Could you rename every "Example invocation" in the rows below to "Sample call" and reproduce all the rows with nothing else changed?
■ ■ ■ ■
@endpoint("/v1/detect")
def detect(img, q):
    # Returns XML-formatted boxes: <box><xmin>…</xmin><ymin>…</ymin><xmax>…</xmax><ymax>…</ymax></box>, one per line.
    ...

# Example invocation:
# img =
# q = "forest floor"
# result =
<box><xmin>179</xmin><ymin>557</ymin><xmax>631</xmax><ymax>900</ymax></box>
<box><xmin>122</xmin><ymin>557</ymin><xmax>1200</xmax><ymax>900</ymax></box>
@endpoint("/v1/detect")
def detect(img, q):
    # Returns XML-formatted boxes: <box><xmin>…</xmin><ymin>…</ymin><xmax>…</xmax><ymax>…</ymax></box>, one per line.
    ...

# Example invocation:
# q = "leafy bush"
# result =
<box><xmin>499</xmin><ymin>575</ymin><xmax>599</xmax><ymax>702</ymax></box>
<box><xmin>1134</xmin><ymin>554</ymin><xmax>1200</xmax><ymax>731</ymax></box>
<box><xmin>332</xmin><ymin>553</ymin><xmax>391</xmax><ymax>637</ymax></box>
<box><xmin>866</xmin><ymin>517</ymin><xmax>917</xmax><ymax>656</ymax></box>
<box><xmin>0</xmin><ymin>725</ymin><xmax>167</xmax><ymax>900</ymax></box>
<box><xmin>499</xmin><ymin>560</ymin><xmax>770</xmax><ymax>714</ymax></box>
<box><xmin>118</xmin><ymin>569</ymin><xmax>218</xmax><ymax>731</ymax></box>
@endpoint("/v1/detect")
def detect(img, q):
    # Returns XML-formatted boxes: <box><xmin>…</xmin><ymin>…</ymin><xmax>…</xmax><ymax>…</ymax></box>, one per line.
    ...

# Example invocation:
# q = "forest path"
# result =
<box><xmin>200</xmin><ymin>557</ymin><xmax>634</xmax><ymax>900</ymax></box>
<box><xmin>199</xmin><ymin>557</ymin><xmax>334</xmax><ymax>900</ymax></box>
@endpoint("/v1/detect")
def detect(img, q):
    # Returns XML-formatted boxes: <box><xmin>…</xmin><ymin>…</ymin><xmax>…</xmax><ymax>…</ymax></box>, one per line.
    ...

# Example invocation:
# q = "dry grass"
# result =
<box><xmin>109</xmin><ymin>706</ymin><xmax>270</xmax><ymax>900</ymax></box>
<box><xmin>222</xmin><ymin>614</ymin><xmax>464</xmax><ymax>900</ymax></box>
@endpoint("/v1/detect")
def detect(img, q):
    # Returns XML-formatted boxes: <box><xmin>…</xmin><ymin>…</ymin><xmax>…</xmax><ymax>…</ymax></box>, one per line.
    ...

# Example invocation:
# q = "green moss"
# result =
■ ■ ■ ■
- TASK RESULT:
@endpoint("/v1/detect")
def detect(img, q):
    # Returns XML-formatted boxes: <box><xmin>…</xmin><ymin>…</ymin><xmax>…</xmax><ymax>…</ymax></box>, one per line.
    ...

# Sample call:
# img =
# q = "forest floor"
# result =
<box><xmin>179</xmin><ymin>557</ymin><xmax>631</xmax><ymax>900</ymax></box>
<box><xmin>122</xmin><ymin>557</ymin><xmax>1200</xmax><ymax>900</ymax></box>
@endpoint("/v1/detect")
def detect(img, q):
    # Returns XML-formatted boxes: <box><xmin>…</xmin><ymin>…</ymin><xmax>…</xmax><ymax>…</ymax></box>, one per line.
    ...

# Sample call:
# q = "leafy bush"
# result =
<box><xmin>499</xmin><ymin>575</ymin><xmax>599</xmax><ymax>702</ymax></box>
<box><xmin>1134</xmin><ymin>554</ymin><xmax>1200</xmax><ymax>731</ymax></box>
<box><xmin>332</xmin><ymin>553</ymin><xmax>391</xmax><ymax>637</ymax></box>
<box><xmin>866</xmin><ymin>517</ymin><xmax>917</xmax><ymax>656</ymax></box>
<box><xmin>0</xmin><ymin>725</ymin><xmax>167</xmax><ymax>900</ymax></box>
<box><xmin>499</xmin><ymin>560</ymin><xmax>770</xmax><ymax>714</ymax></box>
<box><xmin>118</xmin><ymin>569</ymin><xmax>218</xmax><ymax>731</ymax></box>
@endpoint("/v1/detect")
def detect(img, q):
    # Returns XML-formatted boxes: <box><xmin>…</xmin><ymin>…</ymin><xmax>…</xmax><ymax>…</ymax></box>, one per line.
    ...

# Sample call:
# q = "forest path"
# result =
<box><xmin>200</xmin><ymin>557</ymin><xmax>634</xmax><ymax>900</ymax></box>
<box><xmin>199</xmin><ymin>557</ymin><xmax>334</xmax><ymax>900</ymax></box>
@endpoint("/v1/detect")
def detect(img, q):
    # Returns XML-formatted boxes: <box><xmin>…</xmin><ymin>…</ymin><xmax>…</xmax><ymax>…</ymax></box>, one per line.
    ...

# Sample call:
# q = "dry grass"
# result =
<box><xmin>109</xmin><ymin>706</ymin><xmax>270</xmax><ymax>900</ymax></box>
<box><xmin>222</xmin><ymin>614</ymin><xmax>464</xmax><ymax>900</ymax></box>
@endpoint("/v1/detect")
def detect(img, q):
    # Returns XML-formatted boxes: <box><xmin>…</xmin><ymin>…</ymin><xmax>…</xmax><ymax>…</ymax></box>, one per line.
    ...

# Sample call:
# q = "green moss"
# result =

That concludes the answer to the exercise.